本発明の化合物(該化合物はこれ以下では第2グループの光互変性化合物に含まれるものとして言及される)は第1グループの相補的有機光互変性物質、即ち、青、青緑又は青紫に変色する光互変性物質と併用してもよく、または前述の第2グループ中の他の有機光互変性物質と併用してもよい。光互変性化合物の第1または第2グループのどちらかの化合物、またはこのような化合物の混合物は、黄色から紫色、または黄/茶色から紫/グレーまでの範囲の色を呈する前述の第3グループの光互変性化合物と併用してもよい。
【0067】
ここに記載されている光互変性物質のそれぞれは、光互変性物質または該化合物の混合物が塗布または配合される有機ホスト材料が所望の合成色、例えば直射日光で活性化された時に実質的な中間色を呈するような量、即ち、活性化された光互変性化合物の呈色によってできるだけ中間色に近いような発色がもたらされるような量(又は比率)で用いてもよい。

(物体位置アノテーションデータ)
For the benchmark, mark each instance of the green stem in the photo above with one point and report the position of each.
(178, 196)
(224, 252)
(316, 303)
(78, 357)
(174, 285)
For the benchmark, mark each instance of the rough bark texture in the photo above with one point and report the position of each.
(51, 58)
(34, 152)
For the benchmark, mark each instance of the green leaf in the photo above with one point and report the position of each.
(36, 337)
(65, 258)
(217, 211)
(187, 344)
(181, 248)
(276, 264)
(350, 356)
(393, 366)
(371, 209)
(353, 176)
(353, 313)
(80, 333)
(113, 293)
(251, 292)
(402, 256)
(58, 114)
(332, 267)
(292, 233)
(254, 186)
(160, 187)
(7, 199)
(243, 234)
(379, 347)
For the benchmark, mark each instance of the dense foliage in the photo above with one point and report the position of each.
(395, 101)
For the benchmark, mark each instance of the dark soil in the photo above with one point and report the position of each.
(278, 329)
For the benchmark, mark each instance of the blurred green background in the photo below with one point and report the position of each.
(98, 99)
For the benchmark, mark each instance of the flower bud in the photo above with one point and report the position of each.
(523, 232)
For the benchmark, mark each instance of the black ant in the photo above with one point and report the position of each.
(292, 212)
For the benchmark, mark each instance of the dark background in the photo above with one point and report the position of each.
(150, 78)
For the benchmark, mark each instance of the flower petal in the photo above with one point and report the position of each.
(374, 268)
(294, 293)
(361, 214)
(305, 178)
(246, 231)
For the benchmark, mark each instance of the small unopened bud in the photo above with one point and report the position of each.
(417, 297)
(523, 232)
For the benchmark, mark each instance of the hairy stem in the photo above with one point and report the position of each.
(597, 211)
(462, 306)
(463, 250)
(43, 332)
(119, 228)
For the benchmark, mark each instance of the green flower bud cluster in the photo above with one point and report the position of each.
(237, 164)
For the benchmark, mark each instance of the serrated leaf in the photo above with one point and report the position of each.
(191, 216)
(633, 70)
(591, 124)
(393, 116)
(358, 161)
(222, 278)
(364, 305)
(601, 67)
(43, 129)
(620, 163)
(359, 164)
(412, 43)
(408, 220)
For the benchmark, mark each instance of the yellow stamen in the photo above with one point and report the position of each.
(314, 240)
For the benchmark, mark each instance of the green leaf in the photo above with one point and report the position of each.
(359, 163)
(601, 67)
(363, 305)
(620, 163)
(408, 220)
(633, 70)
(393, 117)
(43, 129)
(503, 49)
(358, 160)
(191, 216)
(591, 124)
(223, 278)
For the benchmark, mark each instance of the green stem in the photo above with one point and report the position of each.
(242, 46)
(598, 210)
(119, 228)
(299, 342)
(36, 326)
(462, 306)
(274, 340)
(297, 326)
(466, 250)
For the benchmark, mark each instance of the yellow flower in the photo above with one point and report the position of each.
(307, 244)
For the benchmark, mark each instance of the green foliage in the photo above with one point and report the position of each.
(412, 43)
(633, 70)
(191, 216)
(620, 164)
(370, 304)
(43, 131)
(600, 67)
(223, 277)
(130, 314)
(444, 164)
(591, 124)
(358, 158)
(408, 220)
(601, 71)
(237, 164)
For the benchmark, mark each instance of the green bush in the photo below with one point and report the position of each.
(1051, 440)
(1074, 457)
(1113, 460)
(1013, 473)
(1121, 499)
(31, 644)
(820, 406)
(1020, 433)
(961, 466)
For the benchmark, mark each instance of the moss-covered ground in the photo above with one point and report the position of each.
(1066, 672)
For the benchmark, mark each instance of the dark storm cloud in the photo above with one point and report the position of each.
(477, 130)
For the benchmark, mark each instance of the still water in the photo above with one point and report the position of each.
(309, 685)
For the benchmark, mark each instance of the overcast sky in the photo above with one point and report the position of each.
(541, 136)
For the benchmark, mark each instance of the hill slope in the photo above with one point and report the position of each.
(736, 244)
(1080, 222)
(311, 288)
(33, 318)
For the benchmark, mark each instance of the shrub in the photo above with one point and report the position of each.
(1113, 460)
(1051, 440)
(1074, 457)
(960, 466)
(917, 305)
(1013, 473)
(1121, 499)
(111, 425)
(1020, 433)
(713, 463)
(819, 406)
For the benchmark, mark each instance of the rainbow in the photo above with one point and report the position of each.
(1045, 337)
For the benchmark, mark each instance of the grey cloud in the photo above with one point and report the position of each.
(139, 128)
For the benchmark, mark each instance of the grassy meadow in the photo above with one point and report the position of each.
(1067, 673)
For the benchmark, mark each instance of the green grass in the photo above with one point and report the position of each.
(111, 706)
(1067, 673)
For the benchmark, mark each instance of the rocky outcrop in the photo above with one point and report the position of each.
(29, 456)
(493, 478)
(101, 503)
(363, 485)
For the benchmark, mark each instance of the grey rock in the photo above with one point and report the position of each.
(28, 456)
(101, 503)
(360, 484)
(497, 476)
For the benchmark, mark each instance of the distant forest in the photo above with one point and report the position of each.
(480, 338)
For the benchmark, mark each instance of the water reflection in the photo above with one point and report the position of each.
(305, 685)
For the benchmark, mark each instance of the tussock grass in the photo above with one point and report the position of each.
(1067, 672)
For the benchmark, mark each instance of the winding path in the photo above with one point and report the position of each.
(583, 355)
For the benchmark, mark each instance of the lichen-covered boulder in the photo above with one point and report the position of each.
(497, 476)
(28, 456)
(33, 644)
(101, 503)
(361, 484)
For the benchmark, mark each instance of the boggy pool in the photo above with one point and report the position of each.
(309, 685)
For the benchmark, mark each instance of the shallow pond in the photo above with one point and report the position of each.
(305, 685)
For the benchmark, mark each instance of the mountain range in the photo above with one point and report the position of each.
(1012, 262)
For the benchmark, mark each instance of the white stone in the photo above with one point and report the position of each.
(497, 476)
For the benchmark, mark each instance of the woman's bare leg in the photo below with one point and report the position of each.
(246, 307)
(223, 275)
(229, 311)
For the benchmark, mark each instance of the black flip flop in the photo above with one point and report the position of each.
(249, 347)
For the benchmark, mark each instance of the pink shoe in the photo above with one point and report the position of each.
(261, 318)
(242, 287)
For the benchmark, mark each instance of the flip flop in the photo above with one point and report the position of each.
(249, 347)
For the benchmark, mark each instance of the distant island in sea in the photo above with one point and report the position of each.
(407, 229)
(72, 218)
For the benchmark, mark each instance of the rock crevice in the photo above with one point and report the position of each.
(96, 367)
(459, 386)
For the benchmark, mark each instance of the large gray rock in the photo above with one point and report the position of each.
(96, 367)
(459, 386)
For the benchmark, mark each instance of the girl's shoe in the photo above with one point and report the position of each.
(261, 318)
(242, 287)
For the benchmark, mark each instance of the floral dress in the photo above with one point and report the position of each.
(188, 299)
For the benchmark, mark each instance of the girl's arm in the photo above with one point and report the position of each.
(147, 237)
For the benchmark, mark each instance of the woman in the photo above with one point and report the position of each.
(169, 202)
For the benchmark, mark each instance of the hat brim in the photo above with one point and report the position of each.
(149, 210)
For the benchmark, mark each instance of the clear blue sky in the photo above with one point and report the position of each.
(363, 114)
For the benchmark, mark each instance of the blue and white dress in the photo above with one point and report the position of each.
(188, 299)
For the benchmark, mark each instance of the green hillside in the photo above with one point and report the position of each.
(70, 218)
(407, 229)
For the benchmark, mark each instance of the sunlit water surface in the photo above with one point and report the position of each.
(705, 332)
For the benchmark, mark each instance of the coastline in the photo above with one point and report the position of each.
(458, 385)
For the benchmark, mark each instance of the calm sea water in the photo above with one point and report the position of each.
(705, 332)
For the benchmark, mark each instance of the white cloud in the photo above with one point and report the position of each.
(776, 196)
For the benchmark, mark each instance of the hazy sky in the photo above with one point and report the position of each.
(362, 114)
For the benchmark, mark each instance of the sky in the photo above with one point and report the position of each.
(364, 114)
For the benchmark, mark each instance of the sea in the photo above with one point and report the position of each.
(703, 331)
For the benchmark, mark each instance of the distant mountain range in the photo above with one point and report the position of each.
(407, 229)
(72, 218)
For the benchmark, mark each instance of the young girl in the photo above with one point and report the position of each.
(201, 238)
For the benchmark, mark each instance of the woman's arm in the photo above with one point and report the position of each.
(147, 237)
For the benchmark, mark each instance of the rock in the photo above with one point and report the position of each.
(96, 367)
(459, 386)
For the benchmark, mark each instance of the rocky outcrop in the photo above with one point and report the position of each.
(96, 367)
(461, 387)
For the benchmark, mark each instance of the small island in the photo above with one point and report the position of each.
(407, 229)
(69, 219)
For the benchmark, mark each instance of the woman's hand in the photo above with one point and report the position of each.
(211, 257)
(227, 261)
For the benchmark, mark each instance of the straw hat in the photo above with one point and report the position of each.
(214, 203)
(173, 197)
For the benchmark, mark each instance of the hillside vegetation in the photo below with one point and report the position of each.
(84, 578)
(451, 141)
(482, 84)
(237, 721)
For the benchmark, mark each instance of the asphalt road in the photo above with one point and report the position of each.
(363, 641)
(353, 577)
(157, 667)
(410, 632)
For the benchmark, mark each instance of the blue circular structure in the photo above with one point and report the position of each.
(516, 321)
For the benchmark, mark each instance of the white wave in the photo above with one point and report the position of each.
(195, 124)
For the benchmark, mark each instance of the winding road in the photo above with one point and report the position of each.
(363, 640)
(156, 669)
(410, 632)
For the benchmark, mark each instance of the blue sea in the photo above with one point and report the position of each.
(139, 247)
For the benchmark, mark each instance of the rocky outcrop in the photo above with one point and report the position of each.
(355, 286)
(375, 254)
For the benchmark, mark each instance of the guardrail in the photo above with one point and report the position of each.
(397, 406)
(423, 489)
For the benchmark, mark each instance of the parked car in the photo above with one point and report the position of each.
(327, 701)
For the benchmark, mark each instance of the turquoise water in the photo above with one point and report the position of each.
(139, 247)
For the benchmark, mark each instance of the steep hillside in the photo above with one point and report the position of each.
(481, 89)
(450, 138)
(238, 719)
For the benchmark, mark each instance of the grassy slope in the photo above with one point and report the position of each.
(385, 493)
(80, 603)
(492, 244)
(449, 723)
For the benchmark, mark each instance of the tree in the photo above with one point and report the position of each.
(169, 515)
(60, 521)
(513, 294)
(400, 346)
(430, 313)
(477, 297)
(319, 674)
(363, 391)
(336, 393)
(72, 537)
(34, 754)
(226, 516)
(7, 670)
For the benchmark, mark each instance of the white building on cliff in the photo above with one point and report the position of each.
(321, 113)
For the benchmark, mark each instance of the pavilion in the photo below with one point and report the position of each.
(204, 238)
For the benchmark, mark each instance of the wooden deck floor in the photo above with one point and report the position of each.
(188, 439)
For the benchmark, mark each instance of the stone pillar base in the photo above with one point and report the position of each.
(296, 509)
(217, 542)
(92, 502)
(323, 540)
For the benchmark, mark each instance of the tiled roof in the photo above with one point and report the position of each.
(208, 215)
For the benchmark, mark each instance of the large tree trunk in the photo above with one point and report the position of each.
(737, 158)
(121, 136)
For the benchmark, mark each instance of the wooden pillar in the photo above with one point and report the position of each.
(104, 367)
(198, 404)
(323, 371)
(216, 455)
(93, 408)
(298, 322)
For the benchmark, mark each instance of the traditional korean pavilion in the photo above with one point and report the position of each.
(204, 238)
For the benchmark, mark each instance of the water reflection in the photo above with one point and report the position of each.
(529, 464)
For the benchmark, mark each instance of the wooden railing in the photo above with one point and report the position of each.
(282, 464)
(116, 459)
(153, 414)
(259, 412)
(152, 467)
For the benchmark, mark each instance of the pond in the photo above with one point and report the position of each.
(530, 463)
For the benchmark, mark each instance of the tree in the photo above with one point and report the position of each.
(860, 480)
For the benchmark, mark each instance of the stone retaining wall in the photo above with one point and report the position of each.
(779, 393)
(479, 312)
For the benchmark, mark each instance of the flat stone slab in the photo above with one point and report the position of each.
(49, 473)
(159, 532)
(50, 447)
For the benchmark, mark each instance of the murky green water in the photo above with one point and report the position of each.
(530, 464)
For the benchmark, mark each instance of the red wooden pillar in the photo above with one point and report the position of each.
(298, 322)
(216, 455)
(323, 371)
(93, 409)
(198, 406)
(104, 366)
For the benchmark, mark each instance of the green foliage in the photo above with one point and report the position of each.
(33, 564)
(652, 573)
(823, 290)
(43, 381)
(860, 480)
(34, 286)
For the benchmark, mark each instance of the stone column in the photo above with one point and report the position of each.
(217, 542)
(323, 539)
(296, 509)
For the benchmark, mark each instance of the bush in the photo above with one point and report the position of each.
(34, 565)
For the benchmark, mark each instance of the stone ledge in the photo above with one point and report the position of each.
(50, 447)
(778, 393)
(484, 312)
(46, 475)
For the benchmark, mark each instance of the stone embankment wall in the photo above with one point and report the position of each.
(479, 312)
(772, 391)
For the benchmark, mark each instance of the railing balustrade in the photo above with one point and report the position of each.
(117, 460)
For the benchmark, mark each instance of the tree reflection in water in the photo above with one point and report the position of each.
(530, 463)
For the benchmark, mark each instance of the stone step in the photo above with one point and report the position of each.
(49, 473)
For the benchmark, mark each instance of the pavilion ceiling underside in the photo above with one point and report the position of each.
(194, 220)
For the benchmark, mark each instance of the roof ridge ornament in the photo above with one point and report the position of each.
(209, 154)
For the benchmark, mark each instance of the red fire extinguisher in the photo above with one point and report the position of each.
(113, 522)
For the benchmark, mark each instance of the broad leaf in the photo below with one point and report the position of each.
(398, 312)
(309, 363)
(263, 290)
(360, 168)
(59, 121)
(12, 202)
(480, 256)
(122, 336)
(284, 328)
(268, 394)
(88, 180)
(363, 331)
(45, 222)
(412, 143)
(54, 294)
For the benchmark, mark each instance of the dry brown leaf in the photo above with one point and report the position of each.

▸ やること
(a) 抜粋文にある次の一文を英語に訳すこと。「光互変性化合物の第1または第2グループのどちらかの化合物、またはこのような化合物の混合物は、黄色から紫色、または黄/茶色から紫/グレーまでの範囲の色を呈する前述の第3グループの光互変性化合物と併用してもよい。」
(b) 抜粋文の「本発明の化合物(該化合物はこ」から「(又は比率)で用いてもよい。」までを、一字も変えずに書き写すこと。

▸ 解答
(a) Compounds from either the first or second group of photochromic compounds, or mixtures of such compounds, may be used in combination with the aforementioned third group of photochromic compounds, which exhibit colors ranging from yellow to purple, or from yellow/brown to purple/gray.

(b)
本発明の化合物(該化合物はこれ以下では第2グループの光互変性化合物に含まれるものとして言及される)は第1グループの相補的有機光互変性物質、即ち、青、青緑又は青紫に変色する光互変性物質と併用してもよく、または前述の第2グループ中の他の有機光互変性物質と併用してもよい。光互変性化合物の第1または第2グループのどちらかの化合物、またはこのような化合物の混合物は、黄色から紫色、または黄/茶色から紫/グレーまでの範囲の色を呈する前述の第3グループの光互変性化合物と併用してもよい。
【0067】
ここに記載されている光互変性物質のそれぞれは、光互変性物質または該化合物の混合物が塗布または配合される有機ホスト材料が所望の合成色、例えば直射日光で活性化された時に実質的な中間色を呈するような量、即ち、活性化された光互変性化合物の呈色によってできるだけ中間色に近いような発色がもたらされるような量(又は比率)で用いてもよい。